● Estratto della pagina
Secondo la ricostruzione della Procura, il professionista sarebbe stato parte attiva di una comunità virtuale nascosta nel dark web, frequentata da migliaia di utenti di tutto il mondo. Una rete segreta – almeno 45 mila iscritti – che per oltre un decennio avrebbe condiviso e scambiato materiale sessualmente esplicito con minori, celandosi dietro l’anonimato garantito da piattaforme criptate e accessi tramite software speciali come Tor, il browser utilizzato per navigare in quella parte di Internet invisibile ai motori di ricerca tradizionali.
Durante la perquisizione dei suoi dispositivi, gli investigatori della Polizia Postale di Roma, in collaborazione con il Centro Nazionale per il Contrasto della Pedopornografia Online, hanno rinvenuto decine di file archiviati su supporti informatici personali: immagini e video che, secondo quanto emerge dai verbali, ritrarrebbero minori in atteggiamenti inequivocabili. Tra i capi d’accusa figura anche un tentativo di produzione di nuovo materiale pedopornografico, che però non sarebbe mai andato a buon fine.
Dalle indagini è inoltre emerso un filone di contatti diretti con altri indagati, tra cui il sacerdote bresciano don Jordan Coraglia, conosciuto per anni come “il prete calciatore” per la sua partecipazione alla Nazionale italiana dei sacerdoti. Anche il religioso è coinvolto in un’inchiesta parallela e a casa sua la Polizia aveva sequestrato oltre 1.500 file tra foto e video di minori, oltre a chat e canali Telegram e Instagram dedicati alla diffusione del materiale. Don Coraglia ha scelto di affrontare il processo con rito abbreviato e comparirà davanti al giudice il prossimo 19 dicembre.

● Consegna 1
Secondo l'estratto della pagina, quanti iscritti avrebbe avuto almeno la rete segreta nel dark web?
● Consegna 2
Stabilisci se ciascuna affermazione concorda con l'estratto della pagina. Per ognuna rispondi sì o no e cita le parole decisive del testo.
(a) La perquisizione dei dispositivi è stata svolta dalla Polizia Postale di Roma insieme al Centro Nazionale per il Contrasto della Pedopornografia Online.
(b) Il tentativo di produzione di nuovo materiale è andato a buon fine.
(c) Tor è descritto come il browser usato per navigare nella parte di Internet invisibile ai motori di ricerca tradizionali.

● Righe fornite
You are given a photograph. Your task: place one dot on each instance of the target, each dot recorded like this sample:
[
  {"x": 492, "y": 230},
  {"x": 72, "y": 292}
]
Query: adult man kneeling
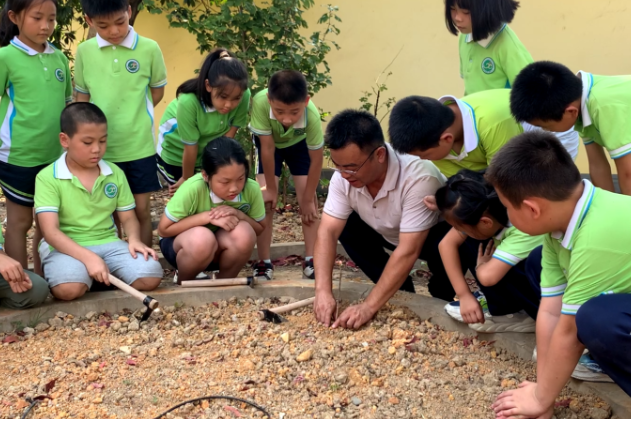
[{"x": 376, "y": 203}]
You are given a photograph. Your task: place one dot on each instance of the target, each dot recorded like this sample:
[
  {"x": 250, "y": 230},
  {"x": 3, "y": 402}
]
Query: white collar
[
  {"x": 218, "y": 200},
  {"x": 471, "y": 138},
  {"x": 487, "y": 41},
  {"x": 301, "y": 124},
  {"x": 62, "y": 172},
  {"x": 28, "y": 50},
  {"x": 588, "y": 83},
  {"x": 130, "y": 42},
  {"x": 582, "y": 207}
]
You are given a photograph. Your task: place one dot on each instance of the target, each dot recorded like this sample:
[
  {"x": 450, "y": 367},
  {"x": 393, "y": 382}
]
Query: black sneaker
[
  {"x": 308, "y": 271},
  {"x": 264, "y": 270}
]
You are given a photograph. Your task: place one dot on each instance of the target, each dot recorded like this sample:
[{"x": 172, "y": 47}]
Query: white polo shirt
[{"x": 398, "y": 207}]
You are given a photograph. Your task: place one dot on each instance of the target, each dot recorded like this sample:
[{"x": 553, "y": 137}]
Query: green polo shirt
[
  {"x": 514, "y": 246},
  {"x": 605, "y": 111},
  {"x": 593, "y": 256},
  {"x": 264, "y": 123},
  {"x": 492, "y": 63},
  {"x": 195, "y": 197},
  {"x": 119, "y": 79},
  {"x": 83, "y": 216},
  {"x": 188, "y": 121},
  {"x": 37, "y": 87},
  {"x": 488, "y": 125}
]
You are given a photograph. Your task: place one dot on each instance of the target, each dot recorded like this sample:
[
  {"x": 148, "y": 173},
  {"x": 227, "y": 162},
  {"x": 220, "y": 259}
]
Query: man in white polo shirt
[{"x": 375, "y": 203}]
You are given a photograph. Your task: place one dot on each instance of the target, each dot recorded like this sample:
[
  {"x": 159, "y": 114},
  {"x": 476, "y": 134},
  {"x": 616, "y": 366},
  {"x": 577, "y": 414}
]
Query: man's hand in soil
[
  {"x": 324, "y": 308},
  {"x": 521, "y": 404},
  {"x": 355, "y": 317},
  {"x": 471, "y": 310}
]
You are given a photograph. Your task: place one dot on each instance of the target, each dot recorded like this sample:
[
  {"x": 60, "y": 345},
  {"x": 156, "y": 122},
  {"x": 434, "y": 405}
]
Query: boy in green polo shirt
[
  {"x": 75, "y": 199},
  {"x": 287, "y": 129},
  {"x": 551, "y": 96},
  {"x": 214, "y": 217},
  {"x": 125, "y": 75},
  {"x": 586, "y": 266},
  {"x": 454, "y": 134}
]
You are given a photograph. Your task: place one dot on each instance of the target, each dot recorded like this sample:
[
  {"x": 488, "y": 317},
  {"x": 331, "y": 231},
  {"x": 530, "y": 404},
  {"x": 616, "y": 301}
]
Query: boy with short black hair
[
  {"x": 75, "y": 199},
  {"x": 543, "y": 192},
  {"x": 551, "y": 96},
  {"x": 125, "y": 75},
  {"x": 287, "y": 129},
  {"x": 454, "y": 133}
]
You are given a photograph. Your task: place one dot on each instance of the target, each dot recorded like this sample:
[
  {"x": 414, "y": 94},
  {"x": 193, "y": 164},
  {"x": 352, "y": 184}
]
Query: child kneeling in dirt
[
  {"x": 75, "y": 199},
  {"x": 214, "y": 218}
]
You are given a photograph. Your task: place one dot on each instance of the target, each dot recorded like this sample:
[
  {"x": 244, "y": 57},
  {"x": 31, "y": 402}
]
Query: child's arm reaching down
[{"x": 130, "y": 224}]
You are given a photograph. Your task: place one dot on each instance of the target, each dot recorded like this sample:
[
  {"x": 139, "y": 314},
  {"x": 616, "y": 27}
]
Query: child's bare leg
[
  {"x": 309, "y": 232},
  {"x": 19, "y": 222},
  {"x": 264, "y": 241},
  {"x": 196, "y": 249},
  {"x": 143, "y": 213},
  {"x": 236, "y": 248}
]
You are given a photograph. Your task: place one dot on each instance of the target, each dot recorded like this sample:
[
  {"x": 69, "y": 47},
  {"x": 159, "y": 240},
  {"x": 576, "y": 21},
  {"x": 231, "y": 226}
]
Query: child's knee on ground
[{"x": 70, "y": 291}]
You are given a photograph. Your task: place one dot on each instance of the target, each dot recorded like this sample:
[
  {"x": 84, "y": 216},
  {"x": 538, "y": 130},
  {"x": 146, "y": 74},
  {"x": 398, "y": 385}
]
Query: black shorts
[
  {"x": 141, "y": 175},
  {"x": 18, "y": 183},
  {"x": 168, "y": 251},
  {"x": 296, "y": 157},
  {"x": 171, "y": 173}
]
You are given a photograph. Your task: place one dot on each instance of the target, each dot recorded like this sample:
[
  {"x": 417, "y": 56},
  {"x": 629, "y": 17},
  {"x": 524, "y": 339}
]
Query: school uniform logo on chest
[
  {"x": 488, "y": 66},
  {"x": 111, "y": 190},
  {"x": 60, "y": 75},
  {"x": 132, "y": 66}
]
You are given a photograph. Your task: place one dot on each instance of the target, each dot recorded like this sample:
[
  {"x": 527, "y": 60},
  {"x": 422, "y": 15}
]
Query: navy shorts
[
  {"x": 296, "y": 157},
  {"x": 18, "y": 183},
  {"x": 168, "y": 251},
  {"x": 171, "y": 173},
  {"x": 141, "y": 175}
]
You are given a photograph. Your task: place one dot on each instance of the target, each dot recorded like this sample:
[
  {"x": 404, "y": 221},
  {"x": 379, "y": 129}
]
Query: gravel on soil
[{"x": 397, "y": 367}]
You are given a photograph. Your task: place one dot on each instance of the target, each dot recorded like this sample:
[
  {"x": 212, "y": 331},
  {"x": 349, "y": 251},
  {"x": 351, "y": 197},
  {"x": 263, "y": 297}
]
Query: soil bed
[{"x": 398, "y": 367}]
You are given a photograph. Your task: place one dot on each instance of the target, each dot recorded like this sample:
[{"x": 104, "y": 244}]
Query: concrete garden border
[{"x": 113, "y": 302}]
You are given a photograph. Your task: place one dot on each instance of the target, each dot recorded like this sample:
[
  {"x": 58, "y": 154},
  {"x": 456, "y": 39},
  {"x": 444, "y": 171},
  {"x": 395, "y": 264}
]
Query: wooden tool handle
[
  {"x": 133, "y": 292},
  {"x": 215, "y": 283},
  {"x": 294, "y": 306}
]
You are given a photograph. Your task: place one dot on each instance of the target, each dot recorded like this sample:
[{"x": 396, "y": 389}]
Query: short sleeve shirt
[
  {"x": 188, "y": 122},
  {"x": 488, "y": 125},
  {"x": 492, "y": 63},
  {"x": 195, "y": 197},
  {"x": 593, "y": 256},
  {"x": 85, "y": 217},
  {"x": 605, "y": 111},
  {"x": 119, "y": 79},
  {"x": 36, "y": 88},
  {"x": 514, "y": 246},
  {"x": 398, "y": 207},
  {"x": 264, "y": 123}
]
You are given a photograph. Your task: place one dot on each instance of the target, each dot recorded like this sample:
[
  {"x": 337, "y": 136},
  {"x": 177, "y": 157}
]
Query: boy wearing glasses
[
  {"x": 287, "y": 129},
  {"x": 375, "y": 203}
]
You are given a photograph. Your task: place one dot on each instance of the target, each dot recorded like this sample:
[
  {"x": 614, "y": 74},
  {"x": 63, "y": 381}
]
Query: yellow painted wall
[{"x": 588, "y": 35}]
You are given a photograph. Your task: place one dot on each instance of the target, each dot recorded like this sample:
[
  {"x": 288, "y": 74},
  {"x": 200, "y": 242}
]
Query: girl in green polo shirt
[
  {"x": 36, "y": 86},
  {"x": 213, "y": 105},
  {"x": 472, "y": 207},
  {"x": 214, "y": 218}
]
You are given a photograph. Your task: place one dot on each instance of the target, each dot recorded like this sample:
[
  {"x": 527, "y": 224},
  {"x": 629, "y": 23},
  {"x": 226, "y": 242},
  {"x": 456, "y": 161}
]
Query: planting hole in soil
[{"x": 397, "y": 367}]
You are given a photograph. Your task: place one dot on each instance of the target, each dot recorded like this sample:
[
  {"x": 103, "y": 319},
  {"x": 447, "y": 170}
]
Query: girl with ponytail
[
  {"x": 499, "y": 256},
  {"x": 210, "y": 106}
]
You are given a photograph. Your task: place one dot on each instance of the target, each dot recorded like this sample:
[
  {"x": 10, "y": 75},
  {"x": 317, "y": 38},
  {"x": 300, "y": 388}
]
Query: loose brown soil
[{"x": 397, "y": 367}]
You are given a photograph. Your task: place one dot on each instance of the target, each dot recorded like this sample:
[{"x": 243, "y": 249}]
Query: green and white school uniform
[
  {"x": 488, "y": 125},
  {"x": 593, "y": 256}
]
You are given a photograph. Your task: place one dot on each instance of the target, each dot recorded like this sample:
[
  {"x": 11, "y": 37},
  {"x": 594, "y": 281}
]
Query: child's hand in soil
[
  {"x": 471, "y": 310},
  {"x": 227, "y": 223},
  {"x": 136, "y": 247}
]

● Risposta attesa 1
Almeno 45 mila iscritti.

● Risposta attesa 2
(a) Sì: "gli investigatori della Polizia Postale di Roma, in collaborazione con il Centro Nazionale per il Contrasto della Pedopornografia Online"
(b) No: "che però non sarebbe mai andato a buon fine"
(c) Sì: "Tor, il browser utilizzato per navigare in quella parte di Internet invisibile ai motori di ricerca tradizionali"